**Selected text:**
■ ■ ■ ■ ■

What a stressed caregiver sounds like


“Give me a break,” Dad snaps.  “Do you think we keep this place a pigsty?” It is now 9pm and Mom has gone to bed. Dad’s been up since 4am.  He’s toast.

“Of course not,” I respond. “I seriously just want to know what you think about Diane coming up to put all your important papers in a fireproof box.”

“And just why would we need Diane to get our papers together? Do you think we are going to lose them or something?” Dad barks back.

Clearly, Diane’s well-intentioned offer has insulted Dad.  I take a deep breath, and then try a new approach.

“Last month, Diane moved her important papers to a fireproof box.  So she thought it would be nice to do the same thing for your papers.”

Dad pauses before replying. “I’ll have to ask your mother.  Anyway, why would she need to come all the way here do such a simple thing? I manage this place on my own just fine, you know.”

“The box is a gift Dad. A present,” I explain.  “And the visit is just because she loves you. It’s just that simple.  We love you, Dad.”

In these moments, I know that Alzheimer’s caregiving leaves Dad sleep-deprived, needing more patience, and yearning for even the smallest hint that the disease might be slowing down.  Still, it surprises me every time he comes back at me.  After all, I’m in touch. I’m trying. I care.

■ ■ ■ ■ ■

**Listed entries:**

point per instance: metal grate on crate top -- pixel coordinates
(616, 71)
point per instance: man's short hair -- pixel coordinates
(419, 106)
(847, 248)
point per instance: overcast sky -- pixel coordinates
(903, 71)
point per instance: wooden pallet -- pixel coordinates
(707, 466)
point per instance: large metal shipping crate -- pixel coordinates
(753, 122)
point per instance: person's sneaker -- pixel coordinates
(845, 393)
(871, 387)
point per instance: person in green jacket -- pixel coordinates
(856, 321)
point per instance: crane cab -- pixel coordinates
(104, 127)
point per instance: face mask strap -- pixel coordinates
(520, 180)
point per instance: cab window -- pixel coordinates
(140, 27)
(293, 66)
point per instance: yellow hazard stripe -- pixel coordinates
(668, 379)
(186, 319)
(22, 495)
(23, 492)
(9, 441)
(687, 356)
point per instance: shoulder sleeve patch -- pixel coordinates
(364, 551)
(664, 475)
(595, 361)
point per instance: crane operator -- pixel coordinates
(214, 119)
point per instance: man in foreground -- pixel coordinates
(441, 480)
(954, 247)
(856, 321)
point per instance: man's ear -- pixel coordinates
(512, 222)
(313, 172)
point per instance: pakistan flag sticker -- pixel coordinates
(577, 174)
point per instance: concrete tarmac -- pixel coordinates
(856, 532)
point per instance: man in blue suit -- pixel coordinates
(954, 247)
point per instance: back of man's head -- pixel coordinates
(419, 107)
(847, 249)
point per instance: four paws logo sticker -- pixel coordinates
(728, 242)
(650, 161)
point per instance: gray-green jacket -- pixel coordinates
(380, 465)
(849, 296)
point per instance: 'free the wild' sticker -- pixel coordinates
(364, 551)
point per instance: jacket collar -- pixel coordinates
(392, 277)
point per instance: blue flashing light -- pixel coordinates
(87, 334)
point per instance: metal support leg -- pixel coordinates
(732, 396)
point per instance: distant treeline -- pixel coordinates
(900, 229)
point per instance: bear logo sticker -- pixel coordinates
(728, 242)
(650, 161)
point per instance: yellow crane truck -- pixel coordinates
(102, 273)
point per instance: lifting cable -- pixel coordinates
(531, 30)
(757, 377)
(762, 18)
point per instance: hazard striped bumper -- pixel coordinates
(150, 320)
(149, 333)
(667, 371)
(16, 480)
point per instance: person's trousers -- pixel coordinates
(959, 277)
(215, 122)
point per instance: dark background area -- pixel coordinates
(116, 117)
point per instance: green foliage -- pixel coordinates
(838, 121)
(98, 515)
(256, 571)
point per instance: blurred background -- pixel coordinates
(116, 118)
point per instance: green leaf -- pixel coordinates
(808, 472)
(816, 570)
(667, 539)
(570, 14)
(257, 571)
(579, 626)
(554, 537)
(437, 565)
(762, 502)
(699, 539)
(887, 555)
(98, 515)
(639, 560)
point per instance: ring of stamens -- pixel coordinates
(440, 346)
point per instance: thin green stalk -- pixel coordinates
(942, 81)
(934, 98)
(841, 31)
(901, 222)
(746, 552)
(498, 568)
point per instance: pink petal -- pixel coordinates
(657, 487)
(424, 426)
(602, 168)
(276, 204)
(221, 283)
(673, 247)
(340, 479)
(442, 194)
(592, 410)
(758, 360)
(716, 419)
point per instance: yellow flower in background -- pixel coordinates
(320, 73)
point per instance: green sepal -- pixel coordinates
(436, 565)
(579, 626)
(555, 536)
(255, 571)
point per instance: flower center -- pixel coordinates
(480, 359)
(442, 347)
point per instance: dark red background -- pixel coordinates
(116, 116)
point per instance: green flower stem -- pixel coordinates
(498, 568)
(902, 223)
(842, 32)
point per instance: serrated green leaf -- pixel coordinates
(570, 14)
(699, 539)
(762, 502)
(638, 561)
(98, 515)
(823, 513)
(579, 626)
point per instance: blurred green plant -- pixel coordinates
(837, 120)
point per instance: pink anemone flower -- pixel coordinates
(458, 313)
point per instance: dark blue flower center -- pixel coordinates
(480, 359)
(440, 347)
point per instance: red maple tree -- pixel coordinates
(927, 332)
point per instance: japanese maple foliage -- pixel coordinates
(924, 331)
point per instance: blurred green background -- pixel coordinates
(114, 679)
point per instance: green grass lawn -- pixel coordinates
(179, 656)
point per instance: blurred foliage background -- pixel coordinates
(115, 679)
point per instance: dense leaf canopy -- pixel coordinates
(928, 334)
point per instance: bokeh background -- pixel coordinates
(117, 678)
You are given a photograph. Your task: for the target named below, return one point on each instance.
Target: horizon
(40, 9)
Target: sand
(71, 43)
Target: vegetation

■ ■ ■ ■ ■

**Tasks and exercises:**
1 – Please reproduce the caregiver dialogue verbatim, starting at the words "Dad pauses before" and stopping after the words "trying. I care.".
2 – According to the last paragraph of the caregiver dialogue, what effects does Alzheimer's caregiving have on Dad? List them all.
3 – In the caregiver dialogue, what did Diane do last month?

**Responses per task:**
1 –
Dad pauses before replying. “I’ll have to ask your mother.  Anyway, why would she need to come all the way here do such a simple thing? I manage this place on my own just fine, you know.”

“The box is a gift Dad. A present,” I explain.  “And the visit is just because she loves you. It’s just that simple.  We love you, Dad.”

In these moments, I know that Alzheimer’s caregiving leaves Dad sleep-deprived, needing more patience, and yearning for even the smallest hint that the disease might be slowing down.  Still, it surprises me every time he comes back at me.  After all, I’m in touch. I’m trying. I care.

2 –
- It leaves him sleep-deprived.
- It leaves him needing more patience.
- It leaves him yearning for even the smallest hint that the disease might be slowing down.

3 – She moved her important papers to a fireproof box.